***** DADOS ARMAZENADOS

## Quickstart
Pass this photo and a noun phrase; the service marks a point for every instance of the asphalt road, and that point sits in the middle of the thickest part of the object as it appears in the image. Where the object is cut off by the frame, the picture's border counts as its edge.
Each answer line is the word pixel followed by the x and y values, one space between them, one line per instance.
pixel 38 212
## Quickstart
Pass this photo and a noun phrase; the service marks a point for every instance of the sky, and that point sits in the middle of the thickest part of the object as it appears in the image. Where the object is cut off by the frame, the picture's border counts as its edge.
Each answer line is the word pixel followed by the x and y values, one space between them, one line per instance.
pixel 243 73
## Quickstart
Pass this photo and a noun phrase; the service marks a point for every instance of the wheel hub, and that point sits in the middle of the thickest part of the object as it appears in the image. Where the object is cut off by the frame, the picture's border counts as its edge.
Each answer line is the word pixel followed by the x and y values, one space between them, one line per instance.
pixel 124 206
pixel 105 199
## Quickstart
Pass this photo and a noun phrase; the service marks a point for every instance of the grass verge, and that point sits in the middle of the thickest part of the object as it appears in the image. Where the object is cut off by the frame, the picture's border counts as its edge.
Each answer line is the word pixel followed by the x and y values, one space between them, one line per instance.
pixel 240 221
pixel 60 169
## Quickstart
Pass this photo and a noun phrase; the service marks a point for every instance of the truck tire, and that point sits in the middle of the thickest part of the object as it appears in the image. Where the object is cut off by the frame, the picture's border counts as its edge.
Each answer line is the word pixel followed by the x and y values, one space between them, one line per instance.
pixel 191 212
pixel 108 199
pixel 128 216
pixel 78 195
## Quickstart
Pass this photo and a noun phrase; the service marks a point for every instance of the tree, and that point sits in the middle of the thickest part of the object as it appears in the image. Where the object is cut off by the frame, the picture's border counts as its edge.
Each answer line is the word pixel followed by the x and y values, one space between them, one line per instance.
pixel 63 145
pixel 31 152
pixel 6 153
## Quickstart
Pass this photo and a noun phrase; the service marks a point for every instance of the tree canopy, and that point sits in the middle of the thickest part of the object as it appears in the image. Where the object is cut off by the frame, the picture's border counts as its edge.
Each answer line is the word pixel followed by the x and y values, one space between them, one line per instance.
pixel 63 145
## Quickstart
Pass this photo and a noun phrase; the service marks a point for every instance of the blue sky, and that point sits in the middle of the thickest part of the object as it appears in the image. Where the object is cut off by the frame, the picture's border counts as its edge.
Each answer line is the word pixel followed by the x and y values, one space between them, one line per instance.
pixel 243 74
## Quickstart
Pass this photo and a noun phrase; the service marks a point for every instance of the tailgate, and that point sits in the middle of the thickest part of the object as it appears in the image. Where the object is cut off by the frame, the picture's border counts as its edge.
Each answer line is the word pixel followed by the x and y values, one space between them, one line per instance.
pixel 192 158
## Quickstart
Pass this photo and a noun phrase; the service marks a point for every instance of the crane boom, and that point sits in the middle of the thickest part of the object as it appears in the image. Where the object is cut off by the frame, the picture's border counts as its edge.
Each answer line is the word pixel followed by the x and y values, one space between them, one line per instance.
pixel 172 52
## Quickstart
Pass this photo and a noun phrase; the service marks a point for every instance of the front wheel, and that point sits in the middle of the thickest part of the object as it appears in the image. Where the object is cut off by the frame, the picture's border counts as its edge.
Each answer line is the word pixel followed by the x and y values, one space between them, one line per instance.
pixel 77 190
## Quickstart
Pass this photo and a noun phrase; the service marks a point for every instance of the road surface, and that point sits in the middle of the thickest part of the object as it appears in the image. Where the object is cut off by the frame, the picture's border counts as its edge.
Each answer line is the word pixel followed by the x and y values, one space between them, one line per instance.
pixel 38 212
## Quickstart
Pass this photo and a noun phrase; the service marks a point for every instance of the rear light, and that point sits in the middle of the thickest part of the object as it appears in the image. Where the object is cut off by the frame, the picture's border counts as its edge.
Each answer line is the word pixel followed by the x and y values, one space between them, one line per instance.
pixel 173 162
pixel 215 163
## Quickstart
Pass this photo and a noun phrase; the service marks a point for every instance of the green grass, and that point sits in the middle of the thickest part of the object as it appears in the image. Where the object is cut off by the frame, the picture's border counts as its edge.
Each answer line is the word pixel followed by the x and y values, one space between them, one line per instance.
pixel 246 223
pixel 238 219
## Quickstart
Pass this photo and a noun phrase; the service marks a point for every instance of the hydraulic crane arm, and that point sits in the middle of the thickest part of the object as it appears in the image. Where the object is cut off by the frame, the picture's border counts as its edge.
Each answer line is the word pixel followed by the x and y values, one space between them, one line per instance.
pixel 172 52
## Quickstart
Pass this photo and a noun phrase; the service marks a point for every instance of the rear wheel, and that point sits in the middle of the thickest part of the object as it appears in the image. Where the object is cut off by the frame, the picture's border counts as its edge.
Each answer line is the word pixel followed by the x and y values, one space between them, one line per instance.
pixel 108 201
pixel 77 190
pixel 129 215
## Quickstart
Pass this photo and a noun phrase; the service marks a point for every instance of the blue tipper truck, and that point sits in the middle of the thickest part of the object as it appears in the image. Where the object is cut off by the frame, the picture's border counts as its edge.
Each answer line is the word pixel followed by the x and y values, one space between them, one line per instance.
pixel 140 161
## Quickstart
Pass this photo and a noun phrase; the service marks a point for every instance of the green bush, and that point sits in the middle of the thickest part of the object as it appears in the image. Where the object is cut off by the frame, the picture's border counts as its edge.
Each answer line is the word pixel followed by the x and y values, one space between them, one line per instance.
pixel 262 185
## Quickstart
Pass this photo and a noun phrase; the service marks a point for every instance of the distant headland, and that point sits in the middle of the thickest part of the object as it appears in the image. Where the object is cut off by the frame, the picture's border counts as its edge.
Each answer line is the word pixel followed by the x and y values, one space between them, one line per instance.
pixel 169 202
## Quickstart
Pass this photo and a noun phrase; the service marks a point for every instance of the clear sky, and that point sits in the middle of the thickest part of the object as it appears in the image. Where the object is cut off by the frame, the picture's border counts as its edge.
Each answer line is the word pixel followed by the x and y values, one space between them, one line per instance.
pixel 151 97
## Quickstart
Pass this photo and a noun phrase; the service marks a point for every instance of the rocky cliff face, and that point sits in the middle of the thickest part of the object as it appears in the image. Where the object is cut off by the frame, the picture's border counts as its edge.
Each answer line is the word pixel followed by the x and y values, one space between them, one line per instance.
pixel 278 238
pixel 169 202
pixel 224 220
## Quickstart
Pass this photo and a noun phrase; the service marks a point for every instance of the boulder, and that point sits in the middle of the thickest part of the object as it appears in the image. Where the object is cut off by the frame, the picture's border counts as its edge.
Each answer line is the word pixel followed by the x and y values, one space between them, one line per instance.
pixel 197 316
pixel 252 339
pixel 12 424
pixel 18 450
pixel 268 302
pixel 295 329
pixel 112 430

**********

TAREFA CURTA: Quais linhas dos itens contêm a palavra "tree"? Selecione cada uma delas e copie-as.

RESPOSTA FINAL:
Pass this photo and a noun phrase; the service marks a point for every instance of the tree, and that point sits in the middle of the thickest part of the object as it appears in the image. Where the object is cut off by the frame, the picture's border counts as its edge.
Pass this photo and a noun phrase; the service marks a point for every instance of the tree canopy, and that point sits in the middle of the thickest part of the object as it appears in the image. Where the object is cut off by the frame, the picture's border counts as its edge.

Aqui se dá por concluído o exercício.